Section 8Remedies.  Upon the occurrence of an Event of Default, Lender may at any time thereafter exercise any one or more of the following rights, powers and remedies:

(a) Lender may accelerate the Maturity Date and declare the unpaid principal balance and accrued but unpaid interest on this Note, and all other amounts payable hereunder and under the other Loan Documents, at once due and payable, and upon such declaration the same shall at once be due and payable.

(b) Lender may set off the amount due against any and all accounts, credits, money, securities or other property now or hereafter on deposit with, held by or in the possession of Lender to the credit or for the account of any Borrower, without notice to or the consent of any Borrower.

(c) Lender may exercise any of its other rights, powers and remedies under the Loan Documents or at law or in equity.

Section 9Remedies Cumulative.  All of the rights and remedies of Lender under this Note and the other Loan Documents are cumulative of each other and of any and all other rights at law or in equity, and the exercise by Lender of any one or more of such rights and remedies shall not preclude the simultaneous or later exercise by Lender of any or all such other rights and remedies.  No single or partial exercise of any right or remedy shall exhaust it or preclude any other or further exercise thereof, and every right and remedy may be exercised at any time and from time to time.  No failure by Lender to exercise, nor delay in exercising, any right or remedy shall operate as a waiver of such right or remedy or as a waiver of any Event of Default.

Section 10Costs and Expenses of Enforcement.  Borrowers jointly and severally agree to pay to Lender on demand all costs and expenses incurred by Lender in seeking to collect this Note or to enforce any of Lender's rights and remedies under the Loan Documents, including court costs and reasonable attorneys' fees and expenses, whether or not suit is filed hereon, or whether in connection with bankruptcy, insolvency or appeal.
★ ★ ★ ★ ★
Task requirements
1. According to clause (b) of the loan note sections, which kinds of property can Lender set the amount due off against? Name every one.
2. From the loan note sections, write out the passage that opens with the words containing "(c) Lender may" and closes with "Event of Default.".

[Excerpts of pointing data]
★ ★ ★ ★ ★
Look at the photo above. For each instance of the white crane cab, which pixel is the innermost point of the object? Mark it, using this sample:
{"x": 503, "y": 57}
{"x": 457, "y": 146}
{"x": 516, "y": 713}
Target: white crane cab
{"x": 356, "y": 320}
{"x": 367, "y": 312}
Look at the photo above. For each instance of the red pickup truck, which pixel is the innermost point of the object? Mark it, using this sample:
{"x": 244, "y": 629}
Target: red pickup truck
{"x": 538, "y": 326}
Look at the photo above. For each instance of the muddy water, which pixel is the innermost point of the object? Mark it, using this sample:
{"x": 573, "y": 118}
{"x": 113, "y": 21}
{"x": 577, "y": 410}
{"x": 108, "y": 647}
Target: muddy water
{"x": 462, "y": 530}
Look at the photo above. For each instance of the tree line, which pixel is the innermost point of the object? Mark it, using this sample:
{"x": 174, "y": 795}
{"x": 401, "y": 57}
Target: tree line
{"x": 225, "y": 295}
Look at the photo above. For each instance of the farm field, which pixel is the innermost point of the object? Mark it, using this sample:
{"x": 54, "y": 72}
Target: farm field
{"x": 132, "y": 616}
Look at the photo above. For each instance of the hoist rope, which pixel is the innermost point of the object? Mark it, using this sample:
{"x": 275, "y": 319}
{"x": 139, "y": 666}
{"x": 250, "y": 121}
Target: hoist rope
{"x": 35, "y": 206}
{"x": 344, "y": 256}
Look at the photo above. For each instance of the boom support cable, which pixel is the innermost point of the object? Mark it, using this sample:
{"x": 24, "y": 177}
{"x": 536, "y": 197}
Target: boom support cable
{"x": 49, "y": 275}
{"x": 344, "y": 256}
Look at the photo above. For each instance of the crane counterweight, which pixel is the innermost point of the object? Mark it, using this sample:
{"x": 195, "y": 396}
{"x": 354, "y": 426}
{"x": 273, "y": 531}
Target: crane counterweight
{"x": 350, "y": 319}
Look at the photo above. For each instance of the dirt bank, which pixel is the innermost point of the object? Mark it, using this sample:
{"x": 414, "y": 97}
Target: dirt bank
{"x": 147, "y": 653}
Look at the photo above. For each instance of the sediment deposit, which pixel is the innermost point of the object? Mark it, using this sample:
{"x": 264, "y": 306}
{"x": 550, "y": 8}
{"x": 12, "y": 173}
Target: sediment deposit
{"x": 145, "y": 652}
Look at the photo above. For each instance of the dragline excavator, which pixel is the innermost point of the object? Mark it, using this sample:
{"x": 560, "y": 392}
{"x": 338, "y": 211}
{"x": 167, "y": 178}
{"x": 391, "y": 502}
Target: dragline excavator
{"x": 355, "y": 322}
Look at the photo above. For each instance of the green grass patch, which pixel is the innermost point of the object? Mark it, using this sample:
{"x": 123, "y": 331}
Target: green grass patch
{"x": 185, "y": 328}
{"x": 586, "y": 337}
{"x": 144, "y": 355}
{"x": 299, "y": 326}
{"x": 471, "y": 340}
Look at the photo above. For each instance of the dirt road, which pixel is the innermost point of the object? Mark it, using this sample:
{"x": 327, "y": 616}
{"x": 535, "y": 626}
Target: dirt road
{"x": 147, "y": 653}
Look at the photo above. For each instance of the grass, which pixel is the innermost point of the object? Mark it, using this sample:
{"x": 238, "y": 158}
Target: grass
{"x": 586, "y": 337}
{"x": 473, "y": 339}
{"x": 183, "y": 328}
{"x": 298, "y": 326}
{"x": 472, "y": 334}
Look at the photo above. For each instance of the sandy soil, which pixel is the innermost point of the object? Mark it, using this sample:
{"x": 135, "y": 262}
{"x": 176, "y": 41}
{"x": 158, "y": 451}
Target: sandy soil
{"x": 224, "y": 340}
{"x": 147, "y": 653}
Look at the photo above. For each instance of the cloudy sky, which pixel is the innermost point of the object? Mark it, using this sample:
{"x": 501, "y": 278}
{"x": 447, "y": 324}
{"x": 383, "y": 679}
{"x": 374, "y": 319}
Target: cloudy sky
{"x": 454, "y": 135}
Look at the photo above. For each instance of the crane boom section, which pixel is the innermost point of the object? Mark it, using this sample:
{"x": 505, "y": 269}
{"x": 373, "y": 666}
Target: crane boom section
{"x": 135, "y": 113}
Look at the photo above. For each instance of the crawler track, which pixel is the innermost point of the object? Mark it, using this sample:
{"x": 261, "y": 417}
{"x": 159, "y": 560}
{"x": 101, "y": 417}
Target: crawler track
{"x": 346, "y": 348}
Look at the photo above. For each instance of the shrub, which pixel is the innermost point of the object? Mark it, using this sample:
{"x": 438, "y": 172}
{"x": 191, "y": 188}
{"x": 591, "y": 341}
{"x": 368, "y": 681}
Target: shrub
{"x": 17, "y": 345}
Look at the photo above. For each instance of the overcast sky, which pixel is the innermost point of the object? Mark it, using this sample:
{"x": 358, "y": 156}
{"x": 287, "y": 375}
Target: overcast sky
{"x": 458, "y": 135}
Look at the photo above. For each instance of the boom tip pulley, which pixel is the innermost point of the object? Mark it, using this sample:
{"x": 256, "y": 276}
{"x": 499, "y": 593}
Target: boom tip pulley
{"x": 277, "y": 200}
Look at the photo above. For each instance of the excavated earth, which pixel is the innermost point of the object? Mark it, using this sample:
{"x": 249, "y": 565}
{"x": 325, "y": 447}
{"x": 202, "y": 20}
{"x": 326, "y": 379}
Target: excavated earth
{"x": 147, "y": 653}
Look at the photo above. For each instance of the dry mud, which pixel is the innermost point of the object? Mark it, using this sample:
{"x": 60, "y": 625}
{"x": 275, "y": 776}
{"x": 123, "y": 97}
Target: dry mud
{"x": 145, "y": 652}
★ ★ ★ ★ ★
Responses per task
1. Accounts, credits, money, securities, and other property.

2.
(c) Lender may exercise any of its other rights, powers and remedies under the Loan Documents or at law or in equity.

Section 9Remedies Cumulative.  All of the rights and remedies of Lender under this Note and the other Loan Documents are cumulative of each other and of any and all other rights at law or in equity, and the exercise by Lender of any one or more of such rights and remedies shall not preclude the simultaneous or later exercise by Lender of any or all such other rights and remedies.  No single or partial exercise of any right or remedy shall exhaust it or preclude any other or further exercise thereof, and every right and remedy may be exercised at any time and from time to time.  No failure by Lender to exercise, nor delay in exercising, any right or remedy shall operate as a waiver of such right or remedy or as a waiver of any Event of Default.